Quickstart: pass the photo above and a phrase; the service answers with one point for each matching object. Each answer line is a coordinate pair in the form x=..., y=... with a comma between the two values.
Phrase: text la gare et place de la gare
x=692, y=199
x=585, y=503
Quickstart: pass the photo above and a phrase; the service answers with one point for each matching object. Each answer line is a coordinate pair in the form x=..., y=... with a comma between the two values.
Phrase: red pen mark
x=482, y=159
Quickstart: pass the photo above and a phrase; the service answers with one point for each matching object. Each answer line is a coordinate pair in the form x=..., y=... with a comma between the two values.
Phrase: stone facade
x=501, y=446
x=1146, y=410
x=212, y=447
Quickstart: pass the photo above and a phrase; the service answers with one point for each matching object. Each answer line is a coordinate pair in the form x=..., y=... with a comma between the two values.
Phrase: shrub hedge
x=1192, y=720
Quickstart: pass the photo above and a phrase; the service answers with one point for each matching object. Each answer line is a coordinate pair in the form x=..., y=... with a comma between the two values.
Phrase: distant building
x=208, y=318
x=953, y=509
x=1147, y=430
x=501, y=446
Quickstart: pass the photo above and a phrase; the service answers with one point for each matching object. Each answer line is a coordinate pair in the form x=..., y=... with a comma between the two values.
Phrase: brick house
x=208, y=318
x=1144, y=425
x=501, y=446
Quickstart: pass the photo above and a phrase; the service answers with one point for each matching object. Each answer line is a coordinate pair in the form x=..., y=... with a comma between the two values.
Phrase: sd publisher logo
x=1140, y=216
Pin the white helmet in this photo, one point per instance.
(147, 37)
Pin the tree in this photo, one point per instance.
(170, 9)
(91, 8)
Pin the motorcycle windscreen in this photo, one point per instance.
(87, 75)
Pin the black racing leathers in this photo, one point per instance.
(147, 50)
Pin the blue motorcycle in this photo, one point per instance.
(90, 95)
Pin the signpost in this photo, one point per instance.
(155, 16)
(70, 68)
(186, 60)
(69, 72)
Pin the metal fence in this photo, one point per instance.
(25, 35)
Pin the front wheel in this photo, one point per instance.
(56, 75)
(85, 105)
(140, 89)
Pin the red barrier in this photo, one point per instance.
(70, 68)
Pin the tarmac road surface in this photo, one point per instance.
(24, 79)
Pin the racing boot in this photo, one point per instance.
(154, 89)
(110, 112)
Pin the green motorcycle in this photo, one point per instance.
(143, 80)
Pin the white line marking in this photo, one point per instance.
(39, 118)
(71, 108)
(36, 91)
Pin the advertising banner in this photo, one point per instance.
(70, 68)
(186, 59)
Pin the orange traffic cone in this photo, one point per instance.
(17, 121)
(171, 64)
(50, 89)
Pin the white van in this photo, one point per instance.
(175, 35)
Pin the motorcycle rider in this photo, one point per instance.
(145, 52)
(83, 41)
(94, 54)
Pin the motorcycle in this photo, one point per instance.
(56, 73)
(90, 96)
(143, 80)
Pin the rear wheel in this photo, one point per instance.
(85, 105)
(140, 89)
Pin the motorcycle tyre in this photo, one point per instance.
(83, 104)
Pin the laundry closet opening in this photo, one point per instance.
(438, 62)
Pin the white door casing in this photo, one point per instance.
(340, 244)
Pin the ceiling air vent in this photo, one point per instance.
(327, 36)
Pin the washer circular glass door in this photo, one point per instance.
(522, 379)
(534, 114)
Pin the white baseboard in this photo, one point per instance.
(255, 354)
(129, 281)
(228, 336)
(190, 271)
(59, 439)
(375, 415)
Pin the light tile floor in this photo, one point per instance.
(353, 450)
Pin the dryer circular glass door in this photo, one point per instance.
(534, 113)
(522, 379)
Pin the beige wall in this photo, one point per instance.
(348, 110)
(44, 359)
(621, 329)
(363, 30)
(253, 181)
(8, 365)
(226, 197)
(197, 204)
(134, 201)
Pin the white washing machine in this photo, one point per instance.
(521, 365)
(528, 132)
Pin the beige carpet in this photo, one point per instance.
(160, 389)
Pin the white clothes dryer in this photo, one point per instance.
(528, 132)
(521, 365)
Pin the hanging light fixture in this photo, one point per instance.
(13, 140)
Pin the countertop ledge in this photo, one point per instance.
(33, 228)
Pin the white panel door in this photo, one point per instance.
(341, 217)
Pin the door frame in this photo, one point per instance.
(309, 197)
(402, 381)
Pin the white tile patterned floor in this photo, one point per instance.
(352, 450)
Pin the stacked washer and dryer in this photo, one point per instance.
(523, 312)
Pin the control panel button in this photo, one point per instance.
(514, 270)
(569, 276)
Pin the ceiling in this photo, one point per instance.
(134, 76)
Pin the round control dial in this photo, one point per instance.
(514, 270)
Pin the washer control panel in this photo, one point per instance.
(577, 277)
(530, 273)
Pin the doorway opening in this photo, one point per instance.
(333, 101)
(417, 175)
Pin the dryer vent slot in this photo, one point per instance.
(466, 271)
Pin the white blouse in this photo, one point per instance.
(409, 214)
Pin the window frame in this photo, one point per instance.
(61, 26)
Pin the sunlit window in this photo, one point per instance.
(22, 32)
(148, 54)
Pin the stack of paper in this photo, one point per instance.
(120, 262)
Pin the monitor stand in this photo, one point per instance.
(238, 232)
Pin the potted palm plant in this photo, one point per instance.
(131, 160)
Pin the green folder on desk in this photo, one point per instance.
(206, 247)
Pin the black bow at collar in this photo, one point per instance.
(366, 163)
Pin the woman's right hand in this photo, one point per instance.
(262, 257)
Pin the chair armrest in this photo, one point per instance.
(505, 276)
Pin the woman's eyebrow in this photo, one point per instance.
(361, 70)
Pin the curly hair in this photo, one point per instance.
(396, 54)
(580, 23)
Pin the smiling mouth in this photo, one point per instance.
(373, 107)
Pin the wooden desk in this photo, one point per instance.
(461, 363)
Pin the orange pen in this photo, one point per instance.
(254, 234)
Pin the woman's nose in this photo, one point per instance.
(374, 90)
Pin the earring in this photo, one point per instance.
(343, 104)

_WHAT IS REQUIRED_: Repeat exactly, and only, the lines from the line containing "Pin the chair" through the last line of the records above, both included.

_SOLUTION TO THIS EXERCISE_:
Pin the chair armrest in this photo, one point per instance.
(505, 276)
Pin the woman's eyebrow in this photo, one point per instance.
(361, 70)
Pin the curly hair in this photo, one point per instance.
(396, 54)
(580, 23)
Pin the smiling mouth in this photo, one point per instance.
(373, 107)
Pin the wooden desk in this photo, one point per instance.
(461, 363)
Pin the orange pen in this photo, one point per instance.
(254, 234)
Pin the woman's nose in this photo, one point per instance.
(374, 90)
Pin the earring in this photo, one point per instance.
(343, 104)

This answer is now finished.